Exercise requirements ::
Please write out every line from the one containing "TARGET = rocky hilltop" down to the one containing "[(153, 511)]", both ends included, and shift each coordinate by adding 29 to both its x and y values.

Location labeling rows
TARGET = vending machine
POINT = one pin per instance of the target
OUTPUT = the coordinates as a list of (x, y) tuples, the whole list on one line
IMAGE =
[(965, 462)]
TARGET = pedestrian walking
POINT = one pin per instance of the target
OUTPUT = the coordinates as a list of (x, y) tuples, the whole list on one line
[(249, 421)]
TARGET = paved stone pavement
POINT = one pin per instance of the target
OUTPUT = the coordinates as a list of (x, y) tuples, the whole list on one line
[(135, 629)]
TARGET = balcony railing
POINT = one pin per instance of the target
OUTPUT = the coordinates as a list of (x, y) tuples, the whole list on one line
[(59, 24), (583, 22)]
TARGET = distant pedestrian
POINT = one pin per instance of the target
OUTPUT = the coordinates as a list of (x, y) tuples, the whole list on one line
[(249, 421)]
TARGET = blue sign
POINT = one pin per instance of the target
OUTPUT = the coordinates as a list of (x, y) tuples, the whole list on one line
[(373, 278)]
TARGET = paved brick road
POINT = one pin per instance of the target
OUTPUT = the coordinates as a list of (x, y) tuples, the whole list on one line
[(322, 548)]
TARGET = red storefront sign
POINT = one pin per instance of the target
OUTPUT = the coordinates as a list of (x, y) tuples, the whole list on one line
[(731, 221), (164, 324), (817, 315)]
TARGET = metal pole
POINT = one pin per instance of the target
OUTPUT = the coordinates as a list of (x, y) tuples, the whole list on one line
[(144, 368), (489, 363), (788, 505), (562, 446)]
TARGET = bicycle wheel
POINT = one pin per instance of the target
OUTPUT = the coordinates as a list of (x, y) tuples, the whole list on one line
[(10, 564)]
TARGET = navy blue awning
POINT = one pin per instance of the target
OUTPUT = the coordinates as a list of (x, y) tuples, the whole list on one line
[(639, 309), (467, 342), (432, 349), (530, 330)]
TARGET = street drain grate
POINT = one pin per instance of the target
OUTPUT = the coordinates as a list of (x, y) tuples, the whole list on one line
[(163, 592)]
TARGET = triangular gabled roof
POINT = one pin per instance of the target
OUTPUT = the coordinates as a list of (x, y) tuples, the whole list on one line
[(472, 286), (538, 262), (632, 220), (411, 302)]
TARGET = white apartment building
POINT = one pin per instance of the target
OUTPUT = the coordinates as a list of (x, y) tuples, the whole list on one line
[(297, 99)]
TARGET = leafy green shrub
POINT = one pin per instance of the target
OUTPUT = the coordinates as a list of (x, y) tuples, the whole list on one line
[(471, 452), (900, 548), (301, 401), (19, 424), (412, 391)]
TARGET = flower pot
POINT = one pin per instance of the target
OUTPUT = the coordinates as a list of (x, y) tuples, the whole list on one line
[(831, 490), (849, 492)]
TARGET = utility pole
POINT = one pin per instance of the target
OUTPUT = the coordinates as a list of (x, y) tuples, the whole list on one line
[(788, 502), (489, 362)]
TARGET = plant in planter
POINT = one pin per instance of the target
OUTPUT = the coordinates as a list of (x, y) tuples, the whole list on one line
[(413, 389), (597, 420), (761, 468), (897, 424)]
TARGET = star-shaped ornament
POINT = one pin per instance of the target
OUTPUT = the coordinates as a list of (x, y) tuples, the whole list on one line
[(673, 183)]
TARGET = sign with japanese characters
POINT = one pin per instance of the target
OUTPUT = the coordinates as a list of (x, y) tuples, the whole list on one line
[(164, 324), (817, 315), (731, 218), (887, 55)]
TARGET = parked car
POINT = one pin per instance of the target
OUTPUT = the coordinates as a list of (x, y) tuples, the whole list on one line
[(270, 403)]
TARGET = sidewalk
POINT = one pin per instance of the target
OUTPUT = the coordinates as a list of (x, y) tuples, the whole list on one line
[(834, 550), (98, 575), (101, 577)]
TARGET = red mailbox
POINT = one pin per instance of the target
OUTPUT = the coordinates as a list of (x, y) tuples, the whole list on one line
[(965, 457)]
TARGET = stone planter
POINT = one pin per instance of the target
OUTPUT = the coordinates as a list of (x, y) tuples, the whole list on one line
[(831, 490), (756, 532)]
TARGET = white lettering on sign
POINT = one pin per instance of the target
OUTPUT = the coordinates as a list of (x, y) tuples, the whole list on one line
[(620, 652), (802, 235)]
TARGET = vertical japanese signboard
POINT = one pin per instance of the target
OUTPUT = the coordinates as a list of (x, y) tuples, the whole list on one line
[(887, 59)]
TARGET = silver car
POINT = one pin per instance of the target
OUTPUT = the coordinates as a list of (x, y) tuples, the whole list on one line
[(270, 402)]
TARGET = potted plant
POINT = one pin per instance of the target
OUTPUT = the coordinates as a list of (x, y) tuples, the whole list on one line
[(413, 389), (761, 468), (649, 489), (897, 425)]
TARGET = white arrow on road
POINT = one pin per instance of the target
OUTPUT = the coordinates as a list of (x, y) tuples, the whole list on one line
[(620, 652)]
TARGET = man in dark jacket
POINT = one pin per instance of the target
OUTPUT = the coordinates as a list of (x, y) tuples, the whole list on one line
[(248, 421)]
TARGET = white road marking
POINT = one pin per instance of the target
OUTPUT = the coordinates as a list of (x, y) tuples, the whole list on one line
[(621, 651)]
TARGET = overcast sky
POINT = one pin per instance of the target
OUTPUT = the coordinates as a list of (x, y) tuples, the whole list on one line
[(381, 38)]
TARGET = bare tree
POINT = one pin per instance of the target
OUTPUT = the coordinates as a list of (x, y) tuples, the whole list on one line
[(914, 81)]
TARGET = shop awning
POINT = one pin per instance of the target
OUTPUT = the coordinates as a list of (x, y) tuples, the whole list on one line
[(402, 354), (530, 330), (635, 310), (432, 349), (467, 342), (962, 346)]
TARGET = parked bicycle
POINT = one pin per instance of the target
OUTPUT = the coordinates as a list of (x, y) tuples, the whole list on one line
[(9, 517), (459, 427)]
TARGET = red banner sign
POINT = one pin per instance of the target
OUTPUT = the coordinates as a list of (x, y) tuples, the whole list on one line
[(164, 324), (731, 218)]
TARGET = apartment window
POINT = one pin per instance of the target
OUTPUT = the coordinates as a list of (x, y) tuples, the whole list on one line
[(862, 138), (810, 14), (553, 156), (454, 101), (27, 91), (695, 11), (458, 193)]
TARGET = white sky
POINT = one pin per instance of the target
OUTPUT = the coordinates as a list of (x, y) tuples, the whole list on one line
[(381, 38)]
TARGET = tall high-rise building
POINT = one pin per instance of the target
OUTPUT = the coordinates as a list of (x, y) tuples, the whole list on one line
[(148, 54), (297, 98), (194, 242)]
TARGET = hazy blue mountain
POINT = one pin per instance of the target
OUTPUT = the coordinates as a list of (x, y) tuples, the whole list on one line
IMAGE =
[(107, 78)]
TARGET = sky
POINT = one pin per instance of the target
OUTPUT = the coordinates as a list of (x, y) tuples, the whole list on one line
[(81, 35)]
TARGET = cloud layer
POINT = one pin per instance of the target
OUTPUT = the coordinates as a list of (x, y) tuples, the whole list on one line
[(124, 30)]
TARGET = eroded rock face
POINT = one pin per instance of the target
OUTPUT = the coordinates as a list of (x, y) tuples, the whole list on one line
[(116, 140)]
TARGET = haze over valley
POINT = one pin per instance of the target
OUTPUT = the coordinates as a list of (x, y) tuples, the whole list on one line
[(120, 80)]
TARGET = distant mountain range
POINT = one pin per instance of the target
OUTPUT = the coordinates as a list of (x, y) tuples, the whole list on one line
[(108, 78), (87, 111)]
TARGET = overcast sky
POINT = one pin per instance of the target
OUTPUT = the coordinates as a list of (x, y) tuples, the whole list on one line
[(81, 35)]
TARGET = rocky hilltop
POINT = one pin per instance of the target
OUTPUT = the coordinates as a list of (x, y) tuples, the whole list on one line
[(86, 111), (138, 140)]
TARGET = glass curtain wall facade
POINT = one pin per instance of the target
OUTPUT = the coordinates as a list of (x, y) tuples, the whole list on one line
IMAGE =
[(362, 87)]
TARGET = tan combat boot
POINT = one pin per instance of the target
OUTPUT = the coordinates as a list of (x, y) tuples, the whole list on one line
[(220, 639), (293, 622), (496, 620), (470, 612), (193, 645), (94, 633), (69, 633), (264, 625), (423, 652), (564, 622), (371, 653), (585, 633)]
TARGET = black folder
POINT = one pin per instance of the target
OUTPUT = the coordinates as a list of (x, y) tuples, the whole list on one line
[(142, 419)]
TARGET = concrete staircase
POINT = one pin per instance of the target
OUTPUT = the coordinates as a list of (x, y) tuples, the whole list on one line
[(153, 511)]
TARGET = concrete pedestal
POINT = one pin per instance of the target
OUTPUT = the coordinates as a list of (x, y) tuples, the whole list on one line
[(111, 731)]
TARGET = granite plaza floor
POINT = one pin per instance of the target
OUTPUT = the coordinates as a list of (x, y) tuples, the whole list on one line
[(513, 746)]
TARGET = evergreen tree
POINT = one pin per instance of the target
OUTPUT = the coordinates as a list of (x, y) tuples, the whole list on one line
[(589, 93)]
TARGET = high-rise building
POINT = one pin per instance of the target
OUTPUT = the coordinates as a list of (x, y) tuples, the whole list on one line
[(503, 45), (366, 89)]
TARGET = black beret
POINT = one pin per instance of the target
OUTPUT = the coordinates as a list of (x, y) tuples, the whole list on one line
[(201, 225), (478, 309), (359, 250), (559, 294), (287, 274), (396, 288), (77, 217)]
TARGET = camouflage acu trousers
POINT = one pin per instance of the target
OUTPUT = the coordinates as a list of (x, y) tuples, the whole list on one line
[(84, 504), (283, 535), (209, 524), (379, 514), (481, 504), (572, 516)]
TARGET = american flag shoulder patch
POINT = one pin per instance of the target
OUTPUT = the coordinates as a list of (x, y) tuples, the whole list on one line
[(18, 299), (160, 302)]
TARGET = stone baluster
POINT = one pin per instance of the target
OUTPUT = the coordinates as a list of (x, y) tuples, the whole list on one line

Response to this exercise ::
TARGET = rocky hilltop
POINT = one pin per instance of the target
OUTPUT = the coordinates as a list of (x, y) tuples, the whole list on one line
[(115, 140), (167, 169)]
TARGET = glass curtain wall facade
POINT = one pin per instance of the target
OUTPUT = the coordinates as a list of (x, y) tuples, the whole list on one line
IMAGE =
[(391, 116)]
TARGET = tan combat boot
POINT = one pin per instance of the target
OUTPUT = the coordinates as a list of (x, y) tuples, the whole list on one line
[(249, 668), (322, 651), (525, 649), (499, 641), (222, 674), (123, 662), (98, 662), (293, 654), (452, 681), (593, 651), (400, 682), (614, 662)]
TARGET = black folder
POINT = one pin per instance of the target
OUTPUT = the coordinates as a list of (x, y) tuples, the whole list on one line
[(171, 448)]
TARGET = concrete staircase
POINT = one pin per instance of the target
OUTPUT = the coordinates as a list of (x, y) tuples, the whole list on one line
[(182, 540)]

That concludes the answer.